Millennials are getting older. As you might recall, they were born between 1981-1996 (wasn’t that just yesterday?). The youngest Millennials will be 24 and the oldest Millennials will be a whopping 39-years old in 2020.

Older Millennials are close to being mid-career. Their earning power is growing and they have most likely put those burdensome student loans behind them. Their children, if they have any, are probably beyond infancy. They’re getting to be in a position to give both of their time and financial resources.

 

In her recent article I’m a Millennial Donor. Here are Five Things Cultural Entities Should Know, Colleen Dilenschneider outlines what she and her peers are looking for in their experience with non-profits and – by extension – their congregations. Here are three of her observations. You can read all five of them here.

  1. I make nearly all of my donations on line.
  2. I give impromptu donations to entities that provide personal attention.
  3. Serving on a Board of Directors is one of the most rewarding experiences I’ve ever had.

Let’s unpack.

1. On-Line Donations: As Dilenschneider says, “I have also never once responded to a snail mail request for donations – even if I like the organization and would be willing to donate in general. If paying by mail is the proposed ‘best option’ in the ask, I just won’t give. Putting a check in the mail sounds like a risky, unnecessary adventure to me.”

Millennials Want to Give. Let Them.  
I bet these Millennials are donating. Sasin [email protected]

I cannot tell you how many times I have heard “but what about the on-line fees?” My response? “Would you like to get a donation?”

Re-read Dilenschneider’s words. Putting a check in the mail seems like a risky proposition. Millennials have more trust in technology; that needs to be honored. Stop making it hard for Millennials to give in a way that is meaningful and easy for them.

2. Personal Attention: Dilenschneider relates this to the unexpected customer service that she’s received. Someone called. Someone went above and beyond. Someone said a special “thank you.” As she says, “What a reminder [it is] that humans see our names when we [donate] and even that can be an opportunity to connect with someone.”

Supplied entries:
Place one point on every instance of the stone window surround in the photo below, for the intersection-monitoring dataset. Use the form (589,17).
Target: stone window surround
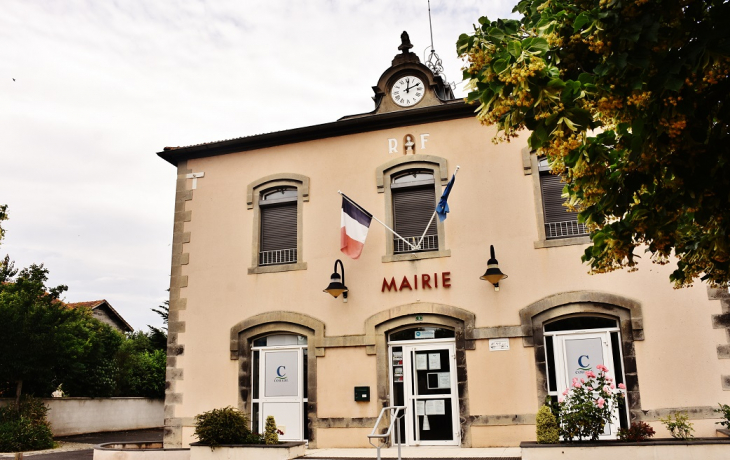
(253,191)
(530,164)
(383,176)
(625,310)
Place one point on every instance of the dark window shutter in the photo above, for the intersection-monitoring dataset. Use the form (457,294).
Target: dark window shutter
(552,202)
(412,209)
(279,227)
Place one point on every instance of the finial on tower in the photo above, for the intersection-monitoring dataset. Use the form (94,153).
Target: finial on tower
(405,42)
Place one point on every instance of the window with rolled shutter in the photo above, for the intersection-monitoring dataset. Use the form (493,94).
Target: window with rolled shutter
(278,227)
(414,201)
(559,222)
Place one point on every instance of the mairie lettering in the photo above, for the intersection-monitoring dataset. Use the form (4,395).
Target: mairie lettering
(427,281)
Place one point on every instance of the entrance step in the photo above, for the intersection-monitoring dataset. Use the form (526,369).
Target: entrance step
(414,458)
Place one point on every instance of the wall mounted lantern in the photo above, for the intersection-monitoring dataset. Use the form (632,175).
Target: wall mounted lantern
(336,286)
(493,274)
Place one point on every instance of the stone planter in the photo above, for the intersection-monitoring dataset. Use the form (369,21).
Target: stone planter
(665,449)
(138,451)
(282,451)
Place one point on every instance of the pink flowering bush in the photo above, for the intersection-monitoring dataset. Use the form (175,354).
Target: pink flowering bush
(588,405)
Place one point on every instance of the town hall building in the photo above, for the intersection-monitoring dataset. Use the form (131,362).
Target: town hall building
(416,322)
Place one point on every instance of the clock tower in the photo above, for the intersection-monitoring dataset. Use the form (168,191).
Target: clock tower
(409,84)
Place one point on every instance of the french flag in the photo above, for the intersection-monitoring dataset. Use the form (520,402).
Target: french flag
(355,223)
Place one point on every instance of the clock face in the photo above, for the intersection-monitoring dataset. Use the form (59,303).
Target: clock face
(408,91)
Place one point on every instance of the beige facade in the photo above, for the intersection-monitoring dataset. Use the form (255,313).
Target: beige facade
(674,343)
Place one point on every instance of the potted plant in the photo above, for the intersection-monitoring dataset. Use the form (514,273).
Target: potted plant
(225,434)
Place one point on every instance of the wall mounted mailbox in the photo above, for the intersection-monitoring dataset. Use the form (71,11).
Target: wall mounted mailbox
(362,393)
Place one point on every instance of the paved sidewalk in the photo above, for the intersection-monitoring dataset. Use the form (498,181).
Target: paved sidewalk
(81,447)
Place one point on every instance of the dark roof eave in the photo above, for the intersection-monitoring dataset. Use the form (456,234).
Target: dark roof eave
(449,111)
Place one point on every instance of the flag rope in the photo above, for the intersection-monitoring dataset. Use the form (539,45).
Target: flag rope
(376,219)
(418,246)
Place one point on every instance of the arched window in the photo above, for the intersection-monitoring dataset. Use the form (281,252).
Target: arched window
(414,202)
(412,186)
(277,204)
(278,233)
(577,344)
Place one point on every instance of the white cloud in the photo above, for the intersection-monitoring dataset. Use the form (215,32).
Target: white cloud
(102,85)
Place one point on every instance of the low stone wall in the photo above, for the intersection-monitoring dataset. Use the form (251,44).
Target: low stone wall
(70,416)
(138,451)
(699,448)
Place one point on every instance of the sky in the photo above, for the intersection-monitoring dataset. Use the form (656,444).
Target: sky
(91,90)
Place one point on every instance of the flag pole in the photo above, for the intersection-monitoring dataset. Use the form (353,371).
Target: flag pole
(418,246)
(377,220)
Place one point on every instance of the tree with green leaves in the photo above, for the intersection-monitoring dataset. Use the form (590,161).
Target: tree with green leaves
(158,336)
(40,334)
(3,216)
(628,100)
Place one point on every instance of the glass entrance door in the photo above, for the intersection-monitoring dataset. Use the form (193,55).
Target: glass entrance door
(425,382)
(279,388)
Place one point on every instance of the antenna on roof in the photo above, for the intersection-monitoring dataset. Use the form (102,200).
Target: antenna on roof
(433,61)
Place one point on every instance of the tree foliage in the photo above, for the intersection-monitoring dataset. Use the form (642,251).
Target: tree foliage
(3,216)
(45,343)
(23,426)
(158,336)
(40,334)
(141,367)
(628,100)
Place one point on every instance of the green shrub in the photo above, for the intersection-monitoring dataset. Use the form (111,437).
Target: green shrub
(637,432)
(547,426)
(271,433)
(725,411)
(25,427)
(224,426)
(680,427)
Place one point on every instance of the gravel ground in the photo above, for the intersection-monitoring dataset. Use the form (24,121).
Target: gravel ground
(81,447)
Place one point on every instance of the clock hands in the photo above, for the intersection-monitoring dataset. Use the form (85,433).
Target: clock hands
(409,87)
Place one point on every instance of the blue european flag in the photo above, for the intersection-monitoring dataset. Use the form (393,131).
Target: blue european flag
(443,207)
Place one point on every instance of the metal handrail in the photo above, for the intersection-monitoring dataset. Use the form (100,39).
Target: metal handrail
(394,417)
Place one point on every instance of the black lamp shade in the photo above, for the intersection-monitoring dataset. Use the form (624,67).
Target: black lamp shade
(493,274)
(335,287)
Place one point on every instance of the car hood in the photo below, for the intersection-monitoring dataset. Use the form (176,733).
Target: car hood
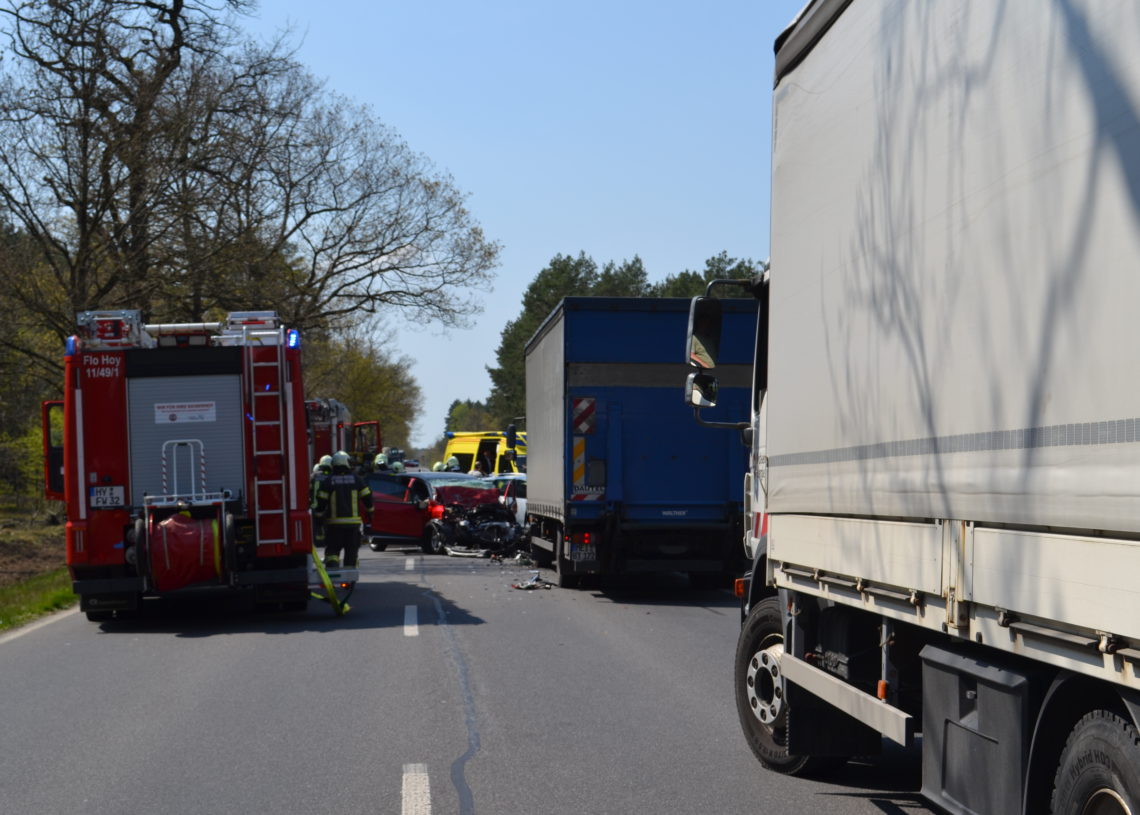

Tasks to carry out:
(1) List the three observations from Dilenschneider that the text about Millennial donors presents in its numbered list.
(2) Duplicate the passage of the text about Millennial donors, starting at "I bet these" and ending at "easy for them.".
The data has no connection to the text about Millennial donors.

Outputs in order:
(1)
1. I make nearly all of my donations on line.
2. I give impromptu donations to entities that provide personal attention.
3. Serving on a Board of Directors is one of the most rewarding experiences I've ever had.

(2)
I bet these Millennials are donating. Sasin [email protected]

I cannot tell you how many times I have heard “but what about the on-line fees?” My response? “Would you like to get a donation?”

Re-read Dilenschneider’s words. Putting a check in the mail seems like a risky proposition. Millennials have more trust in technology; that needs to be honored. Stop making it hard for Millennials to give in a way that is meaningful and easy for them.